# [Task item]
In the passage on Romania's presidential race, write out everything from "The candidates who" down to "endorse any candidate.", putting "back" wherever "endorse" appears.

Simion is also known for staging a public wedding in 2022, which Romanian media compared to the controversial 1925 marriage of Corneliu Cordeanu, founder of the World War II-era fascist and anti-Semitic Iron Guard movement. Simion invited all Romanian citizens to attend, even booking free buses to transport them — and several thousand people showed up.
His success in the 2024 election also owes a lot to his media savvy. He had a strong example to follow: Călin Georgescu, his political ally, achieved explosive popularity the previous fall thanks to TikTok. Simion followed suit, flooding the platform with close-up shots, emotional speeches, and behind-the-scenes footage from his rallies. As a result, by election day, he had 1.3 million TikTok followers and more than 30 million likes on his videos.
TikTok helped Simion mobilize not just young voters in Romania, but also Romanians living abroad. While he won 41 percent of the vote inside the country, his support among the diaspora reached 61 percent. Out of the 3.6 million votes cast for Simion on May 4, about 600,000 came from abroad.
The lagging moderates
Elena Lasconi, who ran as the candidate of the liberal Save Romania Union (USR) and came in second in November with 19 percent of the vote, has seen her support all but collapse over the past six months. In the repeat election, she managed to get just 2.7 percent of the vote.
According to polls conducted right before the May election, much stronger prospects were expected for Crin Antonescu, who was backed by the ruling coalition of the Social Democratic Party and the National Liberal Party. He was projected to win up to 23 percent of the vote — enough to make it into the runoff. In reality, though, he only received 20 percent and finished third.
As a result, Simion’s opponent in the second round will be 55-year-old Nicușor Dan, who secured 21 percent of the vote. A co-founder and former leader of USR, Dan is a center-right, pro-Western politician who has pledged to fight corruption and increase defense spending. He was elected mayor of Bucharest in 2019 and re-elected five years later.
After the first-round results were announced, Dan framed the upcoming runoff against Simion as a fight against anti-Western forces: “Our task is to convince Romanians that the country must move in a pro-Western direction — and that will be the focus of our campaign over the next two weeks.”
But Dan faces significant hurdles. For one, the Romanian press has criticized his past ties to businessman Mihai Păun, who for years operated in Russia and Belarus and praised Vladimir Putin in the 2010s. Dan’s performance as mayor of Bucharest has also drawn mixed reviews: while he tried to curb uncontrolled development, he was accused of dragging his feet on permits for building a new hospital and a Holocaust memorial museum.
Unlike Simion, Dan has struggled to harness TikTok and other social media platforms. In fact, he stopped campaigning online altogether in April. He also faces difficulties with his voter base: while he’s popular among educated, affluent urban voters, he remains little known in the regions — where voters tend to favor Simion and his bold, populist slogans.
The candidates who were eliminated in the first round haven’t rushed to endorse Dan either. On the night of the vote, Crin Antonescu — who, again, received 20 percent — declined to endorse any candidate.

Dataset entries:

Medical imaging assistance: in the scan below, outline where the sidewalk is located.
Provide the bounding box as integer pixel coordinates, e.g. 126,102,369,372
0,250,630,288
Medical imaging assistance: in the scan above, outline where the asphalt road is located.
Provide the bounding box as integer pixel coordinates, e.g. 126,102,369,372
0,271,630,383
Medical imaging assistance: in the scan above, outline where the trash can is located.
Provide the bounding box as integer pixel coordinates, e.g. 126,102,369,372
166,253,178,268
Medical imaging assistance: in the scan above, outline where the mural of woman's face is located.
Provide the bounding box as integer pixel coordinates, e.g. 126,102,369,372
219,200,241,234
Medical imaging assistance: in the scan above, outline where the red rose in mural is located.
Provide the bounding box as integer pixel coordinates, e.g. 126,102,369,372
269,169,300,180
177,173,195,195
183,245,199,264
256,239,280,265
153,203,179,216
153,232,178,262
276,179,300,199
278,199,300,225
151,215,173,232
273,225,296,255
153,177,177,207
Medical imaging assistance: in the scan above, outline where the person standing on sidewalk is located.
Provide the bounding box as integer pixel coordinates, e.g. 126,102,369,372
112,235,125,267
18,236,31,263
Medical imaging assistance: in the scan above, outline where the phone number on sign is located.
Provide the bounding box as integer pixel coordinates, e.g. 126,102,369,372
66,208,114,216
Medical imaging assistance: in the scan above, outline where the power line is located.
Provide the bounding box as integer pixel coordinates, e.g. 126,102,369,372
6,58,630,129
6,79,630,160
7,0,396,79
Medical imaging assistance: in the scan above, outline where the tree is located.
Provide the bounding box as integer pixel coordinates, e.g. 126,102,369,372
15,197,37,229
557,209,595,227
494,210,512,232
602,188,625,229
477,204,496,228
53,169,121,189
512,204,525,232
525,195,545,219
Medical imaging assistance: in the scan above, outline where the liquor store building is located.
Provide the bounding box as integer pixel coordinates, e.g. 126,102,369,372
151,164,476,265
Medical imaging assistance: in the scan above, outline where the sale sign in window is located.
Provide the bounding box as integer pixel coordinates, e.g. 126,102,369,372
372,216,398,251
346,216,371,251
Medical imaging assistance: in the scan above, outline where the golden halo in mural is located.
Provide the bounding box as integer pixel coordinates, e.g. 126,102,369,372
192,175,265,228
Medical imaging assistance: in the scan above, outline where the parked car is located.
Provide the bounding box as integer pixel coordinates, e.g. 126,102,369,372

# [Written response]
The candidates who were eliminated in the first round haven’t rushed to back Dan either. On the night of the vote, Crin Antonescu — who, again, received 20 percent — declined to back any candidate.